Approach someone you know and respect, perhaps someone you work with or from your community. Ask if you could buy them a cup of coffee and hear how they did something that you particularly admire. Most people will say yes. This will naturally create a back and forth conversation that might lead to something more formal, like a weekly coffee. You can then put some structure around it and focus on a couple of key goals.
There are fantastic mentors all around us. Few are to be found on YouTube or TikTok.
Try it out and good luck.
This connects to something I’ve thought about (young) men who go to the gym and optimize their workout routines and diets.
Of course, a certain amount of exercise is good for your health, so is taking care of your diet. And wanting to look good is not something I frown upon, although there should be limits to this pursuit. But most of these men push far beyond this. I guess that a lot of this comes down to a lack of another more meaningful pursuit.
Working out and keeping a strict diet requires effort and discipling, but it’s also straightforward and controllable – given you have no injuries and the proper guidance.

§ What the task asks
Output the passage on finding a mentor and on men's gym routines in full, reproducing every word and punctuation mark without change.

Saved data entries

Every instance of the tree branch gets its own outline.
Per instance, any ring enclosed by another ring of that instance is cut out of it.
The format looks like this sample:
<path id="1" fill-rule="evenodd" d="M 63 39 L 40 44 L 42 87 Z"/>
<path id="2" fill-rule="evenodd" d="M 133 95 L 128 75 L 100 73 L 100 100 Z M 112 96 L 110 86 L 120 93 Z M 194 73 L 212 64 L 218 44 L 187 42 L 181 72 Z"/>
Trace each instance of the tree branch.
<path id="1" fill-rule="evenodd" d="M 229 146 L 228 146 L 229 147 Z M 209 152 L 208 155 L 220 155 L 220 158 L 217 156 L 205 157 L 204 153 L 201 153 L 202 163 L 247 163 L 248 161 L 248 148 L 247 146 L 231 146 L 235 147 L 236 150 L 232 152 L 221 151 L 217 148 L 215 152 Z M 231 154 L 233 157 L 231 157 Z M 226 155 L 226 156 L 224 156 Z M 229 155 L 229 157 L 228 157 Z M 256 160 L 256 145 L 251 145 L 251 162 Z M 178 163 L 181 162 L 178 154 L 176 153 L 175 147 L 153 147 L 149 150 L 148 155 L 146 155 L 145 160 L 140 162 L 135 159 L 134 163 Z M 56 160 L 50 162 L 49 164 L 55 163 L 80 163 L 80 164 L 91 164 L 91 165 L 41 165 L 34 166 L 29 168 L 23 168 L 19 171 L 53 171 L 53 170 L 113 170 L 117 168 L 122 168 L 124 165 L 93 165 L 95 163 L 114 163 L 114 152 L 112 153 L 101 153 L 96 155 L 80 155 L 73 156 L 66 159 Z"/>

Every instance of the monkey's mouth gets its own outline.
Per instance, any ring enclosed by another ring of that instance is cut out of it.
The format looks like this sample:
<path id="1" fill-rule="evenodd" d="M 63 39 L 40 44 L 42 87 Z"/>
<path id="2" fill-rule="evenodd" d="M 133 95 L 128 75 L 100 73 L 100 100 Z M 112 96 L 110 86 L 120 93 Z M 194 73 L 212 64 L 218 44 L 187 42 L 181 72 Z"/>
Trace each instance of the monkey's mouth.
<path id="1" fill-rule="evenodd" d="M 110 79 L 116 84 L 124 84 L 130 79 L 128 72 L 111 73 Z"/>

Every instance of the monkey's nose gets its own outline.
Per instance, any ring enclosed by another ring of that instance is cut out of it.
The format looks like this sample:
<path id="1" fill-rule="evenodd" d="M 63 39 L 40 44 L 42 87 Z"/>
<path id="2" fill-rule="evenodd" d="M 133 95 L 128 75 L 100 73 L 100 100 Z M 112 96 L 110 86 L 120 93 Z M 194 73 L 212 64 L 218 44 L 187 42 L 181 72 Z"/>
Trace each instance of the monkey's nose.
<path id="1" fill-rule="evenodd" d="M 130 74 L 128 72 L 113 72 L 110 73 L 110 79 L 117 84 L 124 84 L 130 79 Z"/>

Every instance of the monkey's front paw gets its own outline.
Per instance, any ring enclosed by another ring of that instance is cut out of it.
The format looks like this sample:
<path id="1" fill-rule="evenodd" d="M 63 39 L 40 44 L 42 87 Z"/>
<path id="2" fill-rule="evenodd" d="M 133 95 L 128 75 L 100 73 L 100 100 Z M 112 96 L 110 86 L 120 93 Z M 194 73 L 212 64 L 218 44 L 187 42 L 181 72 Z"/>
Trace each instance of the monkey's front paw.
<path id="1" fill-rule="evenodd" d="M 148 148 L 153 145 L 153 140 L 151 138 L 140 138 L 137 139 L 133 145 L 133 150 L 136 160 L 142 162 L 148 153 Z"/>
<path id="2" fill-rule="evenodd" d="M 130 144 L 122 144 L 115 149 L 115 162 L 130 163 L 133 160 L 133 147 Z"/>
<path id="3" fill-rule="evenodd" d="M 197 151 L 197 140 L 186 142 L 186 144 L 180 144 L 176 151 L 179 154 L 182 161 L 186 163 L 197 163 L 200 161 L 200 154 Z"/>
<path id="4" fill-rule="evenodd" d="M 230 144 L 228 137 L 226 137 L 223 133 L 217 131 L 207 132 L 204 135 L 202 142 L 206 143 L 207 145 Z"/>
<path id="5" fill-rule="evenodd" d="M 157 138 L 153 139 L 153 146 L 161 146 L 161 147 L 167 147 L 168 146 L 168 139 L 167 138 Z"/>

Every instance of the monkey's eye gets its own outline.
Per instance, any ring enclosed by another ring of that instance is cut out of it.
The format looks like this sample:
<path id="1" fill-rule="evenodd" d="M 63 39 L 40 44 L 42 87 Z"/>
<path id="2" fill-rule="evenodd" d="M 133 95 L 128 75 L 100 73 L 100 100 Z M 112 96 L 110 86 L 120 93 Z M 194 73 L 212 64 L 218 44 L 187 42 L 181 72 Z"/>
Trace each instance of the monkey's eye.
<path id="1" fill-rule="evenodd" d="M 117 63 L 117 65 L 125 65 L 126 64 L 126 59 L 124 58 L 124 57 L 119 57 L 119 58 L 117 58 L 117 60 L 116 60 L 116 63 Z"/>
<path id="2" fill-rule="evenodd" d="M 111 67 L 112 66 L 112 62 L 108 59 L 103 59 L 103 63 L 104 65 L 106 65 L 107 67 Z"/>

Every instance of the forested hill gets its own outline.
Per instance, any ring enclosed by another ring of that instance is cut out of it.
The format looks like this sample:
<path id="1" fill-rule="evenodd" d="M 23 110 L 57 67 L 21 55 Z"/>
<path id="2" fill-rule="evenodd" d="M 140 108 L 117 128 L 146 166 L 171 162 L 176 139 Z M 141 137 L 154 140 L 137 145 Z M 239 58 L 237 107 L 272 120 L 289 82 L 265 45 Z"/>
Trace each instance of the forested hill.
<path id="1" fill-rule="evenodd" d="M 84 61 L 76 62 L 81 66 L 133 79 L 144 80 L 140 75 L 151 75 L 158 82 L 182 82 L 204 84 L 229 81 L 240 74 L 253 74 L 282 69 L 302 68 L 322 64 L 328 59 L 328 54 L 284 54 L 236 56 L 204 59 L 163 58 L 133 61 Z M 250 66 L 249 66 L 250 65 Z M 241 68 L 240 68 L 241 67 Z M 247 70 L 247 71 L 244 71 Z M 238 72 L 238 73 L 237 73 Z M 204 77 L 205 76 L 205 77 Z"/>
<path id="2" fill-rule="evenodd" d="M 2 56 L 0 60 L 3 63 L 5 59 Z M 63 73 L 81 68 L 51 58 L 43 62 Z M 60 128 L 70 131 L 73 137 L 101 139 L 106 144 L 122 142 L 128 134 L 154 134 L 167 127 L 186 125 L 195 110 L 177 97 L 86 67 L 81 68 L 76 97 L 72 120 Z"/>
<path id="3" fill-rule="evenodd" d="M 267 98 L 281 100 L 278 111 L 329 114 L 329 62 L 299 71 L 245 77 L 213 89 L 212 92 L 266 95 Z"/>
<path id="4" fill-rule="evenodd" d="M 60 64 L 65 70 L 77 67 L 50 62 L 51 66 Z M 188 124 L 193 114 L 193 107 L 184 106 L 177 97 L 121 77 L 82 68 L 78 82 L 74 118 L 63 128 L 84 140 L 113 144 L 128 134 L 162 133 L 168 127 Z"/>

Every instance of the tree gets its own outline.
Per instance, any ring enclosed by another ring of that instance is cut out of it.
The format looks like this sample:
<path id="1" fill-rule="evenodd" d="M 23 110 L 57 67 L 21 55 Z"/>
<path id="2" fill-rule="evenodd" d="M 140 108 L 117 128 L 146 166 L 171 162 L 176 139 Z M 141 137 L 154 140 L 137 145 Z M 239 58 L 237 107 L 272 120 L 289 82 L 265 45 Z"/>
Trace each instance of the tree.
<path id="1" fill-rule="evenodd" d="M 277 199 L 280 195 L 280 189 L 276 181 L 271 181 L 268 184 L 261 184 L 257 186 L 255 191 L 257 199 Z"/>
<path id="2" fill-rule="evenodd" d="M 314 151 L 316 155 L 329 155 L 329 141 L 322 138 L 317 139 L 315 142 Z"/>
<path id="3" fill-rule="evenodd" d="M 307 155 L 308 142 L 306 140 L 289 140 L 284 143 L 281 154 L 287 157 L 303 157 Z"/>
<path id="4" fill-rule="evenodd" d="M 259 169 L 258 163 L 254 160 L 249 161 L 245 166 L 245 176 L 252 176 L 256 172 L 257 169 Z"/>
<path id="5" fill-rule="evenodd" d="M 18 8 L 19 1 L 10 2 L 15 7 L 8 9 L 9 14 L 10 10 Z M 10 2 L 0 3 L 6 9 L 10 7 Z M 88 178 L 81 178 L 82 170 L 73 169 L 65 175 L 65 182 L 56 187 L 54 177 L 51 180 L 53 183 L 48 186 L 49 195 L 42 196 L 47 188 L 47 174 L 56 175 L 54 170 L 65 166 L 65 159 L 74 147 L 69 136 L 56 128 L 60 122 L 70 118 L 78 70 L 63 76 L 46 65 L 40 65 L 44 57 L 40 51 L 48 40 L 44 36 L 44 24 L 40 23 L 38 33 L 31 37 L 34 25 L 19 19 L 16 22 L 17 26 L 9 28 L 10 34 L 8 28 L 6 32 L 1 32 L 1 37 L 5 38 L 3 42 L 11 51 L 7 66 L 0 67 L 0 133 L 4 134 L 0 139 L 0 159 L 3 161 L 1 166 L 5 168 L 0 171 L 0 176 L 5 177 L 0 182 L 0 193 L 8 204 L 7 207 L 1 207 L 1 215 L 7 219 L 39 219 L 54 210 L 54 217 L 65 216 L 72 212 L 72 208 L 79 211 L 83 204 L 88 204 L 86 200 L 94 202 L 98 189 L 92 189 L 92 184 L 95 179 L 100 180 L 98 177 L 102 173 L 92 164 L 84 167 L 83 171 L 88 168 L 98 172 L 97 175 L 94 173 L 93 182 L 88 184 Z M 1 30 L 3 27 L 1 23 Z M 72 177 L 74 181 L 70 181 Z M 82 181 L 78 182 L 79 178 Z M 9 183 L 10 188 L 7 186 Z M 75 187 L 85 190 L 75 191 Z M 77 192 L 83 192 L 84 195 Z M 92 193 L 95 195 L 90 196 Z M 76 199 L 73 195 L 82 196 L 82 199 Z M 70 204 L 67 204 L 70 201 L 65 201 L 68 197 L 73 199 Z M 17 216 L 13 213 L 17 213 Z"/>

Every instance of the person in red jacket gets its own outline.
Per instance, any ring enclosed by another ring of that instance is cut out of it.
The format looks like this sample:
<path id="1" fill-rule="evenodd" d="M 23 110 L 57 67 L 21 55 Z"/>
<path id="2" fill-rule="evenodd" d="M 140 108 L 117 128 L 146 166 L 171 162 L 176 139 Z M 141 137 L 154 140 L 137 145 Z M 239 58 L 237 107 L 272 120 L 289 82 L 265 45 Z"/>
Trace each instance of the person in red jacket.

§ Reply
Approach someone you know and respect, perhaps someone you work with or from your community. Ask if you could buy them a cup of coffee and hear how they did something that you particularly admire. Most people will say yes. This will naturally create a back and forth conversation that might lead to something more formal, like a weekly coffee. You can then put some structure around it and focus on a couple of key goals.
There are fantastic mentors all around us. Few are to be found on YouTube or TikTok.
Try it out and good luck.
This connects to something I’ve thought about (young) men who go to the gym and optimize their workout routines and diets.
Of course, a certain amount of exercise is good for your health, so is taking care of your diet. And wanting to look good is not something I frown upon, although there should be limits to this pursuit. But most of these men push far beyond this. I guess that a lot of this comes down to a lack of another more meaningful pursuit.
Working out and keeping a strict diet requires effort and discipling, but it’s also straightforward and controllable – given you have no injuries and the proper guidance.